=== ESTRATTO DEL TESTO ===

Questo sarebbe lo stesso orario in cui, secondo quanto ricostruito dalle triangolazioni delle celle telefoniche e degli interrogatori, Matà si trovava all’interno del cimitero «da solo con la madre, nonostante lui inizialmente abbia raccontato di essere in presenza di altre persone», aggiunge Salvago. A incastrare definitivamente l’uomo, secondo quanto spiegano gli investigatori, sarebbero state le sue tracce biologiche trovate nelle unghie della mano della vittima e il sangue di quest’ultima, rinvenuto nella portiera posteriore destra della macchina di Matà.
«Quando siamo stati avvisati dal 118 – racconta il capo della squadra mobile – abbiamo trovato il cadavere in posizione supina, alcuni sassi accanto al corpo e altri in un vialetto». Sin dai primi rilievi gli inquirenti formulano quindi una prima ricostruzione dei fatti: «La donna è stata colpita con un colpo alla nuca da una delle pietre, che erano ricoperte di sangue – aggiunge il funzionario – dopo di ché, probabilmente tramortita, è stata trascinata in un corridoio, portata in un luogo in disparte e aggredita con ulteriori colpi dati da grossi massi di circa 23 chili». Elemento che ha subito fatto pensare all’intervento di un uomo dotato «di una certa forza fisica».
A supporto della tesi dello spostamento della vittima, la polizia scientifica ha rilevato alcune abrasioni da trascinamento nella parte posteriore del corpo, collegate alle tracce di sangue trovate nel vialetto e – altro elemento fondamentale – sulla vettura del figlio. Proprio dal suo cellulare, inoltre, è partita la telefonata che ha allertato i soccorritori che, da parte loro, hanno avvisato le forze di polizia. In particolar modo a fare la prima chiamata, dal telefono «grondante di sangue» di Matà è stata una donna che si trovava lì. «La signora – aggiunge Salvago – ha avvisato il 118 e diceva “c’è una donna per terra coperta di sangue” mentre, di sottofondo, si sentivano le urla del figlio».

=== SEZIONE DATI ===

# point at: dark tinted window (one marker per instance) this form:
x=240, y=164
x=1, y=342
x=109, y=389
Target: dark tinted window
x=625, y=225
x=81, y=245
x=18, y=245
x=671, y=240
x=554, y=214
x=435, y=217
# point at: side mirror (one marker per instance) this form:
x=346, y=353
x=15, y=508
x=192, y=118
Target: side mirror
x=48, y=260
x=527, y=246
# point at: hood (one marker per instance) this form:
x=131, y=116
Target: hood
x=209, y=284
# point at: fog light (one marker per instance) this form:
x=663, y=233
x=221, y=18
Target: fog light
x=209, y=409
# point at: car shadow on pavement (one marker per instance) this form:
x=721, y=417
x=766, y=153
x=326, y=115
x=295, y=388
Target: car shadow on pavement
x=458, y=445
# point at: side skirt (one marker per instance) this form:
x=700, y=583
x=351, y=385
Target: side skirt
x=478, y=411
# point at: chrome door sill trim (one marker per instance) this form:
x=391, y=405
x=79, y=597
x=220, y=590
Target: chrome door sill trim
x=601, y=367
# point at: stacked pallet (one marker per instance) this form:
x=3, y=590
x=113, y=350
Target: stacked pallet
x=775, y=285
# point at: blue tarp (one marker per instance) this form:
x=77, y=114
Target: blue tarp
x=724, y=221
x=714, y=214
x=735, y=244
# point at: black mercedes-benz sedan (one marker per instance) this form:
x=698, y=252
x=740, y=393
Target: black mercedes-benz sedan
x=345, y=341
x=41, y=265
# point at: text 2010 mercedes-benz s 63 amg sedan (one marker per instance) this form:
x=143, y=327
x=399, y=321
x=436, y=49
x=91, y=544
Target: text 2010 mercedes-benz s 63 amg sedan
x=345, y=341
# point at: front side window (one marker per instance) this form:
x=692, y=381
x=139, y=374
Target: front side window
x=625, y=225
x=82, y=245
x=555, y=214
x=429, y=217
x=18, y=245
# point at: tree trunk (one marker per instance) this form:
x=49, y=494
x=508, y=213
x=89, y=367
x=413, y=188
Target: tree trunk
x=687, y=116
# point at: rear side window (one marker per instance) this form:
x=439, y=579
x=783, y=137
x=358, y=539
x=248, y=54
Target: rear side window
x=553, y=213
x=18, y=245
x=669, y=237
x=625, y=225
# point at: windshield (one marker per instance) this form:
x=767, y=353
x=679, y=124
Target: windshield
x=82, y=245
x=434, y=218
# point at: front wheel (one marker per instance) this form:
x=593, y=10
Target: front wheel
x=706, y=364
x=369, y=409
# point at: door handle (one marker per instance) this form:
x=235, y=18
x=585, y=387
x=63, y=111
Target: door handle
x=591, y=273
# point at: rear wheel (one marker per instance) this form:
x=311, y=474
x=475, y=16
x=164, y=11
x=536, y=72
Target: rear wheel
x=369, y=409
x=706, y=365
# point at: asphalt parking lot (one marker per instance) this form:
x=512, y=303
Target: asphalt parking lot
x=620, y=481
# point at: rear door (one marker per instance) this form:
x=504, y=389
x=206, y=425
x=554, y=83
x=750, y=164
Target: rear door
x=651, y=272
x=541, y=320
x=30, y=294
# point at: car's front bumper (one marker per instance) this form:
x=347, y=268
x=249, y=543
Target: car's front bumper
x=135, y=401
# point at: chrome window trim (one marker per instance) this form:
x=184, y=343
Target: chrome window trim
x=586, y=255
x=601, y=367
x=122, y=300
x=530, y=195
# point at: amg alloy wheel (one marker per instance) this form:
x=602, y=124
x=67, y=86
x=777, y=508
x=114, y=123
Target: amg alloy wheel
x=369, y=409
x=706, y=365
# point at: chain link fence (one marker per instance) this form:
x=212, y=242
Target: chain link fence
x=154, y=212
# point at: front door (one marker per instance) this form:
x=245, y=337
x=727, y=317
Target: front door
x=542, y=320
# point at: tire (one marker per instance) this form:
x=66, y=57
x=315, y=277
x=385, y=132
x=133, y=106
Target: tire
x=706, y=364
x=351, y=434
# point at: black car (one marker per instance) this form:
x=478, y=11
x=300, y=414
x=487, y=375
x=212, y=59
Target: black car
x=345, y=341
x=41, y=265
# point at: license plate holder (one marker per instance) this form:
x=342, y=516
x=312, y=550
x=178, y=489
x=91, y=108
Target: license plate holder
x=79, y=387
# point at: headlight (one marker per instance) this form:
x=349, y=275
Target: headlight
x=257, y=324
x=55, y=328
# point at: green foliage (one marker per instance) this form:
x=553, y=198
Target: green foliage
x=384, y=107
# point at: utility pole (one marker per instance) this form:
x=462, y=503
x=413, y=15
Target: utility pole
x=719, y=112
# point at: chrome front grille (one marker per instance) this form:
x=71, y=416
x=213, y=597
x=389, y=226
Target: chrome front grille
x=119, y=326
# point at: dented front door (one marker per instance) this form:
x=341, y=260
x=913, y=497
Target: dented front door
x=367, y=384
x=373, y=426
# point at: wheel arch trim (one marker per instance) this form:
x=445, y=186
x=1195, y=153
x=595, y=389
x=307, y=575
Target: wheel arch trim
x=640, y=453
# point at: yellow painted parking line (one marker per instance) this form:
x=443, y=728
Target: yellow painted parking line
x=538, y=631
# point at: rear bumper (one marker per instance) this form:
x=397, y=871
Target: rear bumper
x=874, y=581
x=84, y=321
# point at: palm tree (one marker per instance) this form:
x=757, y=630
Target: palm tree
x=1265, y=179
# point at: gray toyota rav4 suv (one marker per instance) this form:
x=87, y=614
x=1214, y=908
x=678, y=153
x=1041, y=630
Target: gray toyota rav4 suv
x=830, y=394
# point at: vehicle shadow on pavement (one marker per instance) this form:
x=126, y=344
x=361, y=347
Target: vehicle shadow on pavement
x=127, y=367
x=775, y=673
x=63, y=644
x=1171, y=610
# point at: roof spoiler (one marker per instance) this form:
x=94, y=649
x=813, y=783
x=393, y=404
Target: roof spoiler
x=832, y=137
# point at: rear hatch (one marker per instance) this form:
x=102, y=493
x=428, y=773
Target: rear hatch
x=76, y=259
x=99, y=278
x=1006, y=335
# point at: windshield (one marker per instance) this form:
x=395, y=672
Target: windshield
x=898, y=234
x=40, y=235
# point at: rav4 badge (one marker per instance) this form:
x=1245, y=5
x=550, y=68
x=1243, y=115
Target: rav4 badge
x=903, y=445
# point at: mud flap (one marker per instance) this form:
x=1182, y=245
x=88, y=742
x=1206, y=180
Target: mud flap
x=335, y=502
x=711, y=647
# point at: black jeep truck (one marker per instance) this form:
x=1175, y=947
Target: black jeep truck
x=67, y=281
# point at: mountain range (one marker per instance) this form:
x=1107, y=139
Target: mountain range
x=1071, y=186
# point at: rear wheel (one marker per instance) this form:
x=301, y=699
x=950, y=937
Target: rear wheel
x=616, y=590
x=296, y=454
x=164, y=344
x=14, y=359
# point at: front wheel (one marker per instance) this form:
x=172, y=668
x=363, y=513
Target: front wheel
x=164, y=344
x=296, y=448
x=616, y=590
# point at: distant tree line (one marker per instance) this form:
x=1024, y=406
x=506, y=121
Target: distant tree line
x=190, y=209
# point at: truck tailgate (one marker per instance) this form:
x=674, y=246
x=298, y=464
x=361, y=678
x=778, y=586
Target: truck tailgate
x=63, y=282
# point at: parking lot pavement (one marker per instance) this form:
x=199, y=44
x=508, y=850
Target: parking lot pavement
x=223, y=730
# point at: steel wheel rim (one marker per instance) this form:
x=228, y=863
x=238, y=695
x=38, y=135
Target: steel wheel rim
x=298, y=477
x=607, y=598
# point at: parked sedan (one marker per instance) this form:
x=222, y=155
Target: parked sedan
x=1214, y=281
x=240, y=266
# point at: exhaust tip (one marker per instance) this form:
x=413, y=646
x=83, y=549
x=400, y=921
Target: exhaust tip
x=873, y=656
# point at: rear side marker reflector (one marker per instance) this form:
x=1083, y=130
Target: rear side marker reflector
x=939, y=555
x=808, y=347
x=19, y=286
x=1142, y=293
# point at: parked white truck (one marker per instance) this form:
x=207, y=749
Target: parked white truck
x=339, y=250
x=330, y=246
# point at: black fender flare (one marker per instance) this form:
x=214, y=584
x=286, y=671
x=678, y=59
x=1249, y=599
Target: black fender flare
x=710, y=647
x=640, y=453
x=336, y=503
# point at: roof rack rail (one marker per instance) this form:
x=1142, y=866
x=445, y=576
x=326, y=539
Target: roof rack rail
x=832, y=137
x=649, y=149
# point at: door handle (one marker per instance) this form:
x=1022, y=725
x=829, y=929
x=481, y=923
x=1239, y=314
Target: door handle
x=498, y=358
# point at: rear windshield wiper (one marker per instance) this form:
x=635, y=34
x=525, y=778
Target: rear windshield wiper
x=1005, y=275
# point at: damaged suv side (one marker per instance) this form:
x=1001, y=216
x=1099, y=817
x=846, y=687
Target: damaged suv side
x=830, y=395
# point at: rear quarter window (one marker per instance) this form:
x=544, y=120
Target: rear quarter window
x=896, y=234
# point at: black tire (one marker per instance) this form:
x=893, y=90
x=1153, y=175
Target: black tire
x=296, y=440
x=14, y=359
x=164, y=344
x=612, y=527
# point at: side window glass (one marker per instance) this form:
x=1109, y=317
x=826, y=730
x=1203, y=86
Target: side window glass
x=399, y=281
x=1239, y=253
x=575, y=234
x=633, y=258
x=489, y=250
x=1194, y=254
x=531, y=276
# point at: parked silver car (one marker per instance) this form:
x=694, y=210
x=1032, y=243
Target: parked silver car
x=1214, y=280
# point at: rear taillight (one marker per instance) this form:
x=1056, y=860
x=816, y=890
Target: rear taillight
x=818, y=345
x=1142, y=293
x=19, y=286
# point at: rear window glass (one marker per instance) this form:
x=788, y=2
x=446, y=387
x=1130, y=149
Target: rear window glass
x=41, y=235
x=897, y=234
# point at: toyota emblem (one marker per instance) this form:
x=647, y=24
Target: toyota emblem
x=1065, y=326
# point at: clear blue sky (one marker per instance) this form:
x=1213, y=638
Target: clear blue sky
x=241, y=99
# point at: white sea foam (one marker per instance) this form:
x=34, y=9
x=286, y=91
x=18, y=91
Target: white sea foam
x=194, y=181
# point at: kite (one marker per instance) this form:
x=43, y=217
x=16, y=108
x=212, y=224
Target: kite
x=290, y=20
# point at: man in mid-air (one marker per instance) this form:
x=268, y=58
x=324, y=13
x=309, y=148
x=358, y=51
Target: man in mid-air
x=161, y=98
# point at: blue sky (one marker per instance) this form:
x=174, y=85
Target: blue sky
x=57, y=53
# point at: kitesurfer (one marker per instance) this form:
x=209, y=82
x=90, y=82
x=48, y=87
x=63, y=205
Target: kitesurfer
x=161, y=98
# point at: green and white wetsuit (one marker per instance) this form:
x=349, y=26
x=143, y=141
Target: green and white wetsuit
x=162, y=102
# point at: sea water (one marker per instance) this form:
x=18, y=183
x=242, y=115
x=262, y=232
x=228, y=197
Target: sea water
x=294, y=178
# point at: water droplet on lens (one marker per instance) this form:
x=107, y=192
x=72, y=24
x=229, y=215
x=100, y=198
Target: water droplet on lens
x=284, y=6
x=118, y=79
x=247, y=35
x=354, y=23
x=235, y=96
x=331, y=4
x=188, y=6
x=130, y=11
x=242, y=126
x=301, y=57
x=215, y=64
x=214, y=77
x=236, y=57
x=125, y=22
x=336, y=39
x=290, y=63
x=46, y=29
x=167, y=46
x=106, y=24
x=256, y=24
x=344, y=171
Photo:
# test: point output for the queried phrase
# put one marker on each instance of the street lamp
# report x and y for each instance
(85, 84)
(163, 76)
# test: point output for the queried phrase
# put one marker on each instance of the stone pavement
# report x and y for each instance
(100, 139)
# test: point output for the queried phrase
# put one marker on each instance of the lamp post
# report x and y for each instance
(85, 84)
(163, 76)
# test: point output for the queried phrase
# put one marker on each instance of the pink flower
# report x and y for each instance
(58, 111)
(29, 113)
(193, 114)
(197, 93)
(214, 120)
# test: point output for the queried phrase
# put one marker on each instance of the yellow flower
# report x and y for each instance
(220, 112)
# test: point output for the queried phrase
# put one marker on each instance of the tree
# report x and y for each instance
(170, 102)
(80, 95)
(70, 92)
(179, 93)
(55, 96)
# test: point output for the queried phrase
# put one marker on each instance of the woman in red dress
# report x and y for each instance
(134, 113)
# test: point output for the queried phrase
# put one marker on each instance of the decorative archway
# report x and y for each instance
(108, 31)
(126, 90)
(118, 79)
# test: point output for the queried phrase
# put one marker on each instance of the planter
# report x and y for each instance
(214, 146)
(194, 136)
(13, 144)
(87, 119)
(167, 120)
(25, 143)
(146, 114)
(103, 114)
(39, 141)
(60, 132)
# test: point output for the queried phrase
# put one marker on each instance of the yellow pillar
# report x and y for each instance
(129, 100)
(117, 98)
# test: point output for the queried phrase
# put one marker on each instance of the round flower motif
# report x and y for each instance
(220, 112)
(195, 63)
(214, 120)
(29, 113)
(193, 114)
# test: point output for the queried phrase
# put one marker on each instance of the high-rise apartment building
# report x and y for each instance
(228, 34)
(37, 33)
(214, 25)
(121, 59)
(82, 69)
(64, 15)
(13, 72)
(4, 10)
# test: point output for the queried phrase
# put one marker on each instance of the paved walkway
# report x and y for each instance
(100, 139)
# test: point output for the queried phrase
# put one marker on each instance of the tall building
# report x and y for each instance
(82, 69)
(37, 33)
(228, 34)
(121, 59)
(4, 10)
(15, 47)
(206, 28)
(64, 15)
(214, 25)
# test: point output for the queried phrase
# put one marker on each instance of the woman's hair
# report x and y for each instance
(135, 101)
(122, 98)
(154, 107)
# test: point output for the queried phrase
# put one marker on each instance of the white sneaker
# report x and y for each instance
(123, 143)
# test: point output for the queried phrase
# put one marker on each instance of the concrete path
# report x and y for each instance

===

## [CONSEGNA]
Riprendi l'articolo sull'omicidio della donna nel cimitero, partendo subito dopo la sua ultima frase. Il materiale riportato è distinto dall'articolo e va considerato a parte.

## [LA TUA RISPOSTA]
Il movente sarebbe da ricercare nel profondo rancore provato dall’uomo per la donna. «Per tre anni – continua il dirigente – Matà, anche davanti alle nostre prove, ha sempre negato di aver compiuto il fatto. Tuttavia siamo certi che il motivo dell’omicidio sia uno storico rancore che il militare covava nei confronti della madre, ritenuta da lui un ostacolo alla realizzazione dei progetti di vita personale». In particolare, la causa scatenante sarebbe collegata «all’intenzione di sposarsi». Il rapporto con la donna, testimoniato dalle continue telefonate che Matà le faceva nel corso della giornata e dal fatto che la accompagnasse sempre nelle sue visite quotidiane al camposanto, viene definito «ossessivo».
A rendere ancora più inquietante il quadro sono le azioni compiute dal figlio subito dopo il delitto, secondo gli inquirenti finalizzate «a simulare normalità per crearsi un alibi». «L’uomo infatti – spiega ancora Salvago – durante i tre interrogatori a cui è stato sottoposto, si è più volte contraddetto e ha fornito una versione che non coincideva per nulla con quella dei testimoni e con le nostre rilevazioni e ha indicato in due presunti spasimanti della madre i possibili autori del gesto». Presenza poi smentita dai rilievi che, invece, accertano come l’uomo sia più volte entrato e uscito dal cimitero con la propria macchina. In particolare, anche dopo la morte della donna, Matà uscì da solo dai Tre Cancelli, con in tasca anche il cellulare della madre. Tutti elementi che hanno portato il giudice per le indagini preliminari a confermare la ricostruzione della polizia e a disporre l’arresto.